◆ SOURCE:
Charlie Watts was the rock in the Rolling Stones’ roll, the understated yet impeccably dressed and perpetually abashed drummer who had a bleacher seat to one of the greatest rock and roll shows on Earth. Watts died Tuesday, August 24, at the age of 80; a cause of death has not yet been announced, but he had been battling health issues recently, resulting in his stepping down from the Stones’ upcoming rescheduled 2021 tour dates. He’d never missed a show.

◆ REQUIREMENTS:
(a) Sum up the Charlie Watts text in two sentences.
(b) Write out everything in the Charlie Watts text from "Charlie Watts was the" down to "missed a show.", with no change to the words.
The records aren't needed for the work on the Charlie Watts text.

◆ SUPPLIED INFORMATION:
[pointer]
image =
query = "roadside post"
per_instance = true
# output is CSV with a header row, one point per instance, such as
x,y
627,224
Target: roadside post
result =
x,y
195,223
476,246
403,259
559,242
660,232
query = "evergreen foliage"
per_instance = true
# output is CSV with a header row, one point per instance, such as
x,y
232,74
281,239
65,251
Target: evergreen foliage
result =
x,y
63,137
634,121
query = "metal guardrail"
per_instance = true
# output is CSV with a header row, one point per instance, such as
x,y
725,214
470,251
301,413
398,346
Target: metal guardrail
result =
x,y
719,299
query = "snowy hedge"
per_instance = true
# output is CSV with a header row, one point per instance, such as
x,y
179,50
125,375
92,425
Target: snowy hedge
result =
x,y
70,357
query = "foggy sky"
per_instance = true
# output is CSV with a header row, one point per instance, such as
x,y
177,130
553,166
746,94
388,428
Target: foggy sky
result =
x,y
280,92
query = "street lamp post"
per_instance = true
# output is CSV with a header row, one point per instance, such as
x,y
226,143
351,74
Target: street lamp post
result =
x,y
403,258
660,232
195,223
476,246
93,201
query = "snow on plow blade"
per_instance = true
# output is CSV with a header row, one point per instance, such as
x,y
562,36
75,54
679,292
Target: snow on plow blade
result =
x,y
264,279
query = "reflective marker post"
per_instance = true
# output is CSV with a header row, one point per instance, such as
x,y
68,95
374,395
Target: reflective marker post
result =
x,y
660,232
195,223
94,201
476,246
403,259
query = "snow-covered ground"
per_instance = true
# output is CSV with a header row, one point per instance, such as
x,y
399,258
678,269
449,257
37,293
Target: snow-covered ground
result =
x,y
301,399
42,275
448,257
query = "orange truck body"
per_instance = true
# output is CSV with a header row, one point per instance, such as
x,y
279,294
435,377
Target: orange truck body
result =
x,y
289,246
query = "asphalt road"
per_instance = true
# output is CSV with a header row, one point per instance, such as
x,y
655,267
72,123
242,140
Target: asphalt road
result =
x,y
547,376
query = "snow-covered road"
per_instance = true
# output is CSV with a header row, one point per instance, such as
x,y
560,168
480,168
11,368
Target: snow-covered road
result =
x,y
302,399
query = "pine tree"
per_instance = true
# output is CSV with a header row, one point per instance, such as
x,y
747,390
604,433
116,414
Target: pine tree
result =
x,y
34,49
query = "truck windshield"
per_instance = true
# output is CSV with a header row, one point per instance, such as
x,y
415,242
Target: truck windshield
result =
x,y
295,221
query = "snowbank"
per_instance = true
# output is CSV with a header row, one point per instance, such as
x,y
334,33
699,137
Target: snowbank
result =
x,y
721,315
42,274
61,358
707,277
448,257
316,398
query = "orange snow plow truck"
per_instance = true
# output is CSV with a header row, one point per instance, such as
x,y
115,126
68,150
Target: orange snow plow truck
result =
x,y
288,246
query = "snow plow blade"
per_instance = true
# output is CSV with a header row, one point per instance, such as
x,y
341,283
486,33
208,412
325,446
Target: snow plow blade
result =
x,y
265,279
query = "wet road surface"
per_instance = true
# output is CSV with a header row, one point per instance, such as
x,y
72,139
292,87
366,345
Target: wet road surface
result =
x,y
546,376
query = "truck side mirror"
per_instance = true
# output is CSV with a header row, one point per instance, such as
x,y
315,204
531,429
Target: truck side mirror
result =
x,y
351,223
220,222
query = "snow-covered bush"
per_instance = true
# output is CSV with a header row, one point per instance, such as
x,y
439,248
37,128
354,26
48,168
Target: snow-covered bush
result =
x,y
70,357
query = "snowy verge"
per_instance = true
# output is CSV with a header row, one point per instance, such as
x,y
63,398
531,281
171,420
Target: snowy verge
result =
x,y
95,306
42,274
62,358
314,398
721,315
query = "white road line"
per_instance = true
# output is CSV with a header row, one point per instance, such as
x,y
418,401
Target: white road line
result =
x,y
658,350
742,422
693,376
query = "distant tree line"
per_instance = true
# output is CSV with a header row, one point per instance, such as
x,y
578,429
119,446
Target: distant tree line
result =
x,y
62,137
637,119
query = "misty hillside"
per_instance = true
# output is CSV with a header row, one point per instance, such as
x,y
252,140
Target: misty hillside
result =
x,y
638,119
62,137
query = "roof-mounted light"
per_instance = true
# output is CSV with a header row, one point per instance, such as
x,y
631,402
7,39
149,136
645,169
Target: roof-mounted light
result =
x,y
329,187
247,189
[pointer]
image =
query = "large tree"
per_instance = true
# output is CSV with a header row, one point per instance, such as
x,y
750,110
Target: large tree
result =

◆ CORRECT ANSWERS:
(a) Charlie Watts was the Rolling Stones' understated, impeccably dressed and perpetually abashed drummer. He died on Tuesday, August 24, at age 80 after recent health issues that had led him to step down from the band's rescheduled 2021 tour dates, though he had never missed a show.

(b)
Charlie Watts was the rock in the Rolling Stones’ roll, the understated yet impeccably dressed and perpetually abashed drummer who had a bleacher seat to one of the greatest rock and roll shows on Earth. Watts died Tuesday, August 24, at the age of 80; a cause of death has not yet been announced, but he had been battling health issues recently, resulting in his stepping down from the Stones’ upcoming rescheduled 2021 tour dates. He’d never missed a show.